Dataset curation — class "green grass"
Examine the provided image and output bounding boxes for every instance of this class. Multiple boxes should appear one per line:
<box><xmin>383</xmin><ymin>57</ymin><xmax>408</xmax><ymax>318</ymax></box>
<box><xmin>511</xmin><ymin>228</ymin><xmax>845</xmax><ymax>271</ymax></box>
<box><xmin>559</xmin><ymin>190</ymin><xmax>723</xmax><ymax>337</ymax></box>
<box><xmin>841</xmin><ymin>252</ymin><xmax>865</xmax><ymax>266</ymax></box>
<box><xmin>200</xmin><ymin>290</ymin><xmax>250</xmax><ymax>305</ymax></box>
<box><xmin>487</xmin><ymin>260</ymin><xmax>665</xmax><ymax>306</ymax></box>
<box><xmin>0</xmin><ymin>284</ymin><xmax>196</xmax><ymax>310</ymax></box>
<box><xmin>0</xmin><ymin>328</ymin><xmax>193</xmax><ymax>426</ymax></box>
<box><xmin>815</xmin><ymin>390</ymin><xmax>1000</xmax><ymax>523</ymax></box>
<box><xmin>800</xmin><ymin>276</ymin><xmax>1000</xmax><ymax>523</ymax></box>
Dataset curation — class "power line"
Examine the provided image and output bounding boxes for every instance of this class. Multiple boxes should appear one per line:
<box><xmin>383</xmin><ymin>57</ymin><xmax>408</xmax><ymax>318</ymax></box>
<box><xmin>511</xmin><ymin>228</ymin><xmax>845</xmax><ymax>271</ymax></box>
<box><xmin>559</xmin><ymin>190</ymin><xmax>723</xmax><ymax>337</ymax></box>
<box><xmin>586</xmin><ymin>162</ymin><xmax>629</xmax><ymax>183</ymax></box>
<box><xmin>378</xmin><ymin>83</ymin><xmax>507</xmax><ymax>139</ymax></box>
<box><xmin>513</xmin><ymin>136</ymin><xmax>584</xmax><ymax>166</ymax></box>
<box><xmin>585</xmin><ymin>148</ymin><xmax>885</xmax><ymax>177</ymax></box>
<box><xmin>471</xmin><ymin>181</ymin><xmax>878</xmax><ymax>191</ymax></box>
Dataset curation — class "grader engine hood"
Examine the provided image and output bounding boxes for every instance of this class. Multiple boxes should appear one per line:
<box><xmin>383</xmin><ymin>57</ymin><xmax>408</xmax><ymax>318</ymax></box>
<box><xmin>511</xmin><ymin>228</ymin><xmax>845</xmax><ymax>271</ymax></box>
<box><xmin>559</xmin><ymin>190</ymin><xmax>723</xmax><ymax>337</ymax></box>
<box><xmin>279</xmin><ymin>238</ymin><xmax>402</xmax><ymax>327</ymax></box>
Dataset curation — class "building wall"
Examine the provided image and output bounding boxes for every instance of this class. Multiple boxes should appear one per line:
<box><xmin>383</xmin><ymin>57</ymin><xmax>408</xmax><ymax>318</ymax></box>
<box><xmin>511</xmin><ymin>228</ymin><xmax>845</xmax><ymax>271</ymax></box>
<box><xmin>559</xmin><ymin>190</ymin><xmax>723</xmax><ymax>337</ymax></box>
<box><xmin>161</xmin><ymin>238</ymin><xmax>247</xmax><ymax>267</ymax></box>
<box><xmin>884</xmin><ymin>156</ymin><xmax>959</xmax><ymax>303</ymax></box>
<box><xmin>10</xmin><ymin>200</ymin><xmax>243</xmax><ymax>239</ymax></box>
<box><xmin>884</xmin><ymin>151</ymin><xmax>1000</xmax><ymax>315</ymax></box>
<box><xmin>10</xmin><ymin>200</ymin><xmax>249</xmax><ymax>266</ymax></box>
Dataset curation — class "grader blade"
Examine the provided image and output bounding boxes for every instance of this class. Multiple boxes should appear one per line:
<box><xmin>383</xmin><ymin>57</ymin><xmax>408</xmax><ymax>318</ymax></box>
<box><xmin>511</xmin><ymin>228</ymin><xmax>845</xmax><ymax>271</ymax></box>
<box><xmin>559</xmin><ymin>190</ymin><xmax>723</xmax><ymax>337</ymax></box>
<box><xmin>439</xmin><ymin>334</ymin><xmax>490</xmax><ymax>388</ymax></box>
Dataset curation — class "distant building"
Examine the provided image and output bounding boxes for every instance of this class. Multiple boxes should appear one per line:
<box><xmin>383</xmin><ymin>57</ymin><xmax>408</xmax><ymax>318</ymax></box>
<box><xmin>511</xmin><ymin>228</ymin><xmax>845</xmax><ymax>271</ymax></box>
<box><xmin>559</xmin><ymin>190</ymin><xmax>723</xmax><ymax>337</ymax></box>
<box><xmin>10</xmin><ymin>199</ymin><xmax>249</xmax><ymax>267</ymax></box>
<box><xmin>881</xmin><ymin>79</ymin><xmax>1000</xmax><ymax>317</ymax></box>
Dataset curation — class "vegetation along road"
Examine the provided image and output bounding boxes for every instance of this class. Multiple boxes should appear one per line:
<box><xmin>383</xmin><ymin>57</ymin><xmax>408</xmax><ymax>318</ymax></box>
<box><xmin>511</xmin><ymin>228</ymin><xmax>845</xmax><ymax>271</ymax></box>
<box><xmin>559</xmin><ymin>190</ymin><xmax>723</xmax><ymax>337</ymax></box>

━━━━━━━━

# Task requirements:
Word for word, write out every record in the listing.

# Answer:
Dataset curation — class "green grass"
Examine the provided image and output bounding boxes for every instance of this class. Multiple boxes should appear one per line:
<box><xmin>383</xmin><ymin>57</ymin><xmax>408</xmax><ymax>318</ymax></box>
<box><xmin>511</xmin><ymin>228</ymin><xmax>845</xmax><ymax>271</ymax></box>
<box><xmin>559</xmin><ymin>190</ymin><xmax>723</xmax><ymax>337</ymax></box>
<box><xmin>841</xmin><ymin>252</ymin><xmax>865</xmax><ymax>266</ymax></box>
<box><xmin>200</xmin><ymin>290</ymin><xmax>250</xmax><ymax>305</ymax></box>
<box><xmin>487</xmin><ymin>260</ymin><xmax>665</xmax><ymax>306</ymax></box>
<box><xmin>0</xmin><ymin>284</ymin><xmax>196</xmax><ymax>310</ymax></box>
<box><xmin>0</xmin><ymin>328</ymin><xmax>193</xmax><ymax>426</ymax></box>
<box><xmin>815</xmin><ymin>390</ymin><xmax>1000</xmax><ymax>523</ymax></box>
<box><xmin>800</xmin><ymin>276</ymin><xmax>1000</xmax><ymax>523</ymax></box>
Dataset curation — class "power line"
Examine the provided image and output bounding boxes for every instance of this class. Multiple boxes should appear one per line:
<box><xmin>383</xmin><ymin>57</ymin><xmax>408</xmax><ymax>318</ymax></box>
<box><xmin>511</xmin><ymin>228</ymin><xmax>845</xmax><ymax>271</ymax></box>
<box><xmin>559</xmin><ymin>190</ymin><xmax>723</xmax><ymax>337</ymax></box>
<box><xmin>586</xmin><ymin>162</ymin><xmax>629</xmax><ymax>183</ymax></box>
<box><xmin>378</xmin><ymin>83</ymin><xmax>507</xmax><ymax>139</ymax></box>
<box><xmin>513</xmin><ymin>136</ymin><xmax>584</xmax><ymax>166</ymax></box>
<box><xmin>585</xmin><ymin>148</ymin><xmax>885</xmax><ymax>177</ymax></box>
<box><xmin>471</xmin><ymin>181</ymin><xmax>878</xmax><ymax>191</ymax></box>
Dataset curation — class "grader engine hood"
Examine the provided image and output bounding boxes for every instance of this class. Multiple boxes should appear one per line:
<box><xmin>383</xmin><ymin>57</ymin><xmax>408</xmax><ymax>318</ymax></box>
<box><xmin>511</xmin><ymin>228</ymin><xmax>845</xmax><ymax>271</ymax></box>
<box><xmin>559</xmin><ymin>190</ymin><xmax>723</xmax><ymax>337</ymax></box>
<box><xmin>279</xmin><ymin>238</ymin><xmax>402</xmax><ymax>327</ymax></box>
Dataset curation — class "building wall"
Examine the provided image and output bounding boxes for every instance of this class. Multiple boxes should appear one per line:
<box><xmin>383</xmin><ymin>57</ymin><xmax>408</xmax><ymax>318</ymax></box>
<box><xmin>511</xmin><ymin>228</ymin><xmax>845</xmax><ymax>271</ymax></box>
<box><xmin>559</xmin><ymin>190</ymin><xmax>723</xmax><ymax>337</ymax></box>
<box><xmin>161</xmin><ymin>238</ymin><xmax>247</xmax><ymax>267</ymax></box>
<box><xmin>884</xmin><ymin>156</ymin><xmax>959</xmax><ymax>303</ymax></box>
<box><xmin>10</xmin><ymin>200</ymin><xmax>243</xmax><ymax>239</ymax></box>
<box><xmin>884</xmin><ymin>151</ymin><xmax>1000</xmax><ymax>315</ymax></box>
<box><xmin>10</xmin><ymin>200</ymin><xmax>249</xmax><ymax>266</ymax></box>
Dataset curation — class "grader blade"
Examine the provided image and output bounding boxes for every instance of this class. Multiple boxes should appear one per line:
<box><xmin>383</xmin><ymin>57</ymin><xmax>408</xmax><ymax>318</ymax></box>
<box><xmin>511</xmin><ymin>228</ymin><xmax>845</xmax><ymax>271</ymax></box>
<box><xmin>559</xmin><ymin>190</ymin><xmax>723</xmax><ymax>337</ymax></box>
<box><xmin>439</xmin><ymin>334</ymin><xmax>490</xmax><ymax>388</ymax></box>
Dataset curation — class "distant building"
Examine the provided image and output bounding boxes for every instance of this class. Multiple boxes should appear one per line:
<box><xmin>383</xmin><ymin>57</ymin><xmax>408</xmax><ymax>318</ymax></box>
<box><xmin>511</xmin><ymin>228</ymin><xmax>845</xmax><ymax>271</ymax></box>
<box><xmin>559</xmin><ymin>190</ymin><xmax>723</xmax><ymax>337</ymax></box>
<box><xmin>10</xmin><ymin>199</ymin><xmax>249</xmax><ymax>267</ymax></box>
<box><xmin>881</xmin><ymin>79</ymin><xmax>1000</xmax><ymax>317</ymax></box>
Dataset curation — class "vegetation along road"
Examine the provided image and output bounding boxes for every instance of this class. Multiple boxes should appear one per line:
<box><xmin>383</xmin><ymin>57</ymin><xmax>408</xmax><ymax>318</ymax></box>
<box><xmin>511</xmin><ymin>228</ymin><xmax>845</xmax><ymax>271</ymax></box>
<box><xmin>559</xmin><ymin>190</ymin><xmax>723</xmax><ymax>337</ymax></box>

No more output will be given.